======== Excerpted text

In response to a developing famine in 1992, Cuny went to Somalia to help the US government set up a food supply program. He became increasingly supportive of the novel idea of using military assets to support aid distribution. He developed a set of recommendations for military involvement, highlighting the need for it to keep a safe distance from Somalia's political hot spots and especially to avoid operating within the capital, Mogadishu, as there would be negative consequences. The ‘Cuny Plan’ was endorsed by former Ambassador Morton Abramowitz, who gave it wide circulation in Washington, including at the Pentagon and at the State Department. The Plan was ignored and Cuny was left out of further planning, though the military deployed to Mogadishu and other cities. Cuny's predictions of military and political disaster proved prescient, the low point being the ‘Black Hawk Down’ incident in October 1993, in which 18 American servicemen were killed. Coming on the heels of successful work with the military in averting a humanitarian disaster in Kurdistan, Cuny saw his inability to convince the military of the risks of their operation in Mogadishu as a major professional blow.

Protection 
Although the focus of Cuny's career in disaster management seemed to evolve from applied engineering to human rights, in fact, human rights were always central to his understanding of any emergency. He became increasingly frustrated at the international humanitarian community's shortcomings in preventing the persecution and death of civilians. This community managed to house and feed countless people but was too often unable to keep them safe. Although UN agencies and the Red Cross had implemented legal ‘protection’ using diplomatic pressure for decades, Cuny felt there was a lack of action taken on the ground – especially when hostile parties ignored the Geneva Conventions and similar legal guidelines.

Cuny contrasted diplomacy with what he called ‘practical protection.’ He and his colleague Diane Paul articulated many ideas about how external agencies can promote practical protection, such as providing secure access to sanitation facilities and adequate community lighting. A key element involved placing relief operations in strategic locations that could facilitate daily contact with aid recipients and provide a watchful eye for potential threats. Another strategy included providing external agency staff presence among the threatened population as potential witnesses and strong deterrents to human rights violations.

In the prologue to their book, Mark Frohardt et al. wrote:

"In Guatemala in 1976, Cuny witnessed how people recovering from a natural disaster had no defense from violence at the hands of their own government. Thereafter, the threat of violence figured prominently in his thinking as he responded to myriad emergencies. The larger political or military realities that might endanger those receiving assistance were always reflected in his strategies, be it in locating latrines for Ethiopian refugee women in the Sudan or in providing water for Sarajevo citizens out of the line of sniper fire. His clarity of understanding and his innovative and practical approaches to relief confirmed the need to situate assistance activities within a protection framework, broadly understood."

One of Cuny's successes in protection intervention occurred in Kuwait. In anticipation of the end of the first Gulf War, Cuny was a member of an advance USAID OFDA team based in Kuwait that planned to go into Iraq at the war's conclusion. However, the team discovered that the Kuwaiti authorities were targeting Palestinian refugee workers inside Kuwait under the allegation that these workers had expressed support for the occupying Iraqi forces. After the ‘liberation’ of Kuwait, the OFDA team's assignment was to help provide protection to the Palestinian population from bloody reprisals by Kuwaitis. Although there are reports of many Palestinians being murdered after the Kuwaiti sheikhs returned to power, Cuny and the OFDA team's intervention are credited with saving a great many Palestinian lives.

================
======== Entries supplied

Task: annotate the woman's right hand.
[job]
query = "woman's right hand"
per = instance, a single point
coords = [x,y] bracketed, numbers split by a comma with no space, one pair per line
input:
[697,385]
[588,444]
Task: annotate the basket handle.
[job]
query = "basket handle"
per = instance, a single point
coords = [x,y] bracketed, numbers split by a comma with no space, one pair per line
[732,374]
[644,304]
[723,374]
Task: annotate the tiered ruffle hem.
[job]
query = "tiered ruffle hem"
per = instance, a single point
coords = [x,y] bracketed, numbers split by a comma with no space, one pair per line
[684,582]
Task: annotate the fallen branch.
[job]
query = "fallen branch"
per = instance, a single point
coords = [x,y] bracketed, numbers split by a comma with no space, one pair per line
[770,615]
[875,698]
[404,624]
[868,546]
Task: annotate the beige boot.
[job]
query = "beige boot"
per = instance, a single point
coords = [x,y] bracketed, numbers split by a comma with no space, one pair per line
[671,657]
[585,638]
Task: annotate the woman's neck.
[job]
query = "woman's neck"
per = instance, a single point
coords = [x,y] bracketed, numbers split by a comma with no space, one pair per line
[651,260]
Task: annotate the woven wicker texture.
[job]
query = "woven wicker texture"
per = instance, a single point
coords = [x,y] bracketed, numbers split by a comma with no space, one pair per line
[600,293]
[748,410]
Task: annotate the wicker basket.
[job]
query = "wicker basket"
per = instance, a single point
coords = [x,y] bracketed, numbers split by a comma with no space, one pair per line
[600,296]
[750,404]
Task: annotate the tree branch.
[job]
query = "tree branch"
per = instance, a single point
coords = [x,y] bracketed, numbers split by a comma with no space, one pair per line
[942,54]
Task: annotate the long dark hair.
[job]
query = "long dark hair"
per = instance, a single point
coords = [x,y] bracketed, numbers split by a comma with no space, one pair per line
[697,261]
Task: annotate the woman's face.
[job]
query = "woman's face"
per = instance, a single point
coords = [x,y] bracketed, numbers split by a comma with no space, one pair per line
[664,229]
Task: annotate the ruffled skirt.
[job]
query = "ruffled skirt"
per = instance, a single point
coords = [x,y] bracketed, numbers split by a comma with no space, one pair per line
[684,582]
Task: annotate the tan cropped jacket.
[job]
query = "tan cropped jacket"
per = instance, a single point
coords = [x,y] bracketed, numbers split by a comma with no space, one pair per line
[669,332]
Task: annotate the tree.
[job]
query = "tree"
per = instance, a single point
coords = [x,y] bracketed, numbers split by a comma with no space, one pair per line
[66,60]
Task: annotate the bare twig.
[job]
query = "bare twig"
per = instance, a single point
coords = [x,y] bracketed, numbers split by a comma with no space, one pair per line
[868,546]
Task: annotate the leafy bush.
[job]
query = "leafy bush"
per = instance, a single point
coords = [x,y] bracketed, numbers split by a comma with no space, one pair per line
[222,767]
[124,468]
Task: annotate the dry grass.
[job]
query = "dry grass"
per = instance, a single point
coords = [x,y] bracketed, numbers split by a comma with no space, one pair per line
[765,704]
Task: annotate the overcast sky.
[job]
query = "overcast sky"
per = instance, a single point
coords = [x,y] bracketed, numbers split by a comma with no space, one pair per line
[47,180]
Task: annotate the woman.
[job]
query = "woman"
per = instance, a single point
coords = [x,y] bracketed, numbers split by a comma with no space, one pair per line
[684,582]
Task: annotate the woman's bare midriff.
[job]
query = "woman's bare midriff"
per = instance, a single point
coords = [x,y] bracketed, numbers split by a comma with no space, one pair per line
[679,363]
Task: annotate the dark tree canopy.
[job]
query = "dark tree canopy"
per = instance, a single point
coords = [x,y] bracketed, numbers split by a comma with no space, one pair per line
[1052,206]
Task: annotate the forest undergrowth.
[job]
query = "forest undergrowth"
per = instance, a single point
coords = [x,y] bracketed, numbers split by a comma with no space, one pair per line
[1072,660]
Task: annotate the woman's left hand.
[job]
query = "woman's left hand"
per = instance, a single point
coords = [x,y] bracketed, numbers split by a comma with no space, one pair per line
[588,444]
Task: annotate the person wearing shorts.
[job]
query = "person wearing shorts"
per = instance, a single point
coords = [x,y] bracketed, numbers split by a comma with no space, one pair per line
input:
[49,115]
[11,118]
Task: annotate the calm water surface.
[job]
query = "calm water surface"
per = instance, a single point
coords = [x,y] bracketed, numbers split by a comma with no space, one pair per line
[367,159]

================

### Set exercise
Carry on the text about Cuny's humanitarian career from the point where it stops.

### Task output
Early in the 1990s, Cuny met George Soros, a Hungarian refugee, financier and philanthropist. Soros was eager to use his considerable resources, channeled through his Open Society Fund, to bring western-style democracy to the countries of the former Soviet Union. Soros and Cuny agreed on an approach to support the encircled city of Sarajevo during the siege by Serbian forces who were committing ethnic cleansing in the surrounding countryside.

The siege had cut off Sarajevo's main supply of drinking water. Hundreds of residents were killed by Serb snipers while drawing water from the Miljacka River or from outdoor wells. One of Cuny's and his team's most remarkable achievements was to restore the city's water supply system, thus enabling much of Sarajevo's population to obtain water at home without exposing themselves to sniper fire. His complex operation entailed custom-building several water filtration components in Houston, Texas. Each component was the size of a semi-trailer and filled a massive C-130 transport airplane. All the components were flown into Sarajevo and moved to secure locations for assembly. When the filtration system started working in the summer of 1994, sniper casualties fell precipitously, and 250,000 residents gained access to running water.

Cuny also arranged to fly in planeloads of reinforced plastic pipes, fittings and regulators so local residents could tap into the city's functioning gas lines and restore home cooking and heating. Once these supplies were released by Serbian authorities, Sarajevo residents began digging trenches through the streets for the pipe to be laid, linking thousands of homes to the lines. He also brought in a team that orchestrated a collaboration between Bosnian and Serb engineers to resolve a critical disruption of natural gas into the city.

A final example of Cuny's commitment to protection involved his mission to Chechnya in 1995. Central to Cuny's objectives was the protection of some 20,000 civilians trapped in Grozny, the Chechen capital, the center of which had been bombed into a Dresden-like landscape. Cuny had hoped to find willing partners to go to Chechnya to create an ongoing international presence meant to deter Russian aggression against the civilians. Tragically, Cuny was unsuccessful when he tried to get the US government to endorse this tactic in March 1995.

Approach to his work, insights and innovations 
Think outside the box. (People frequently used this phrase to define Cuny’s approach.)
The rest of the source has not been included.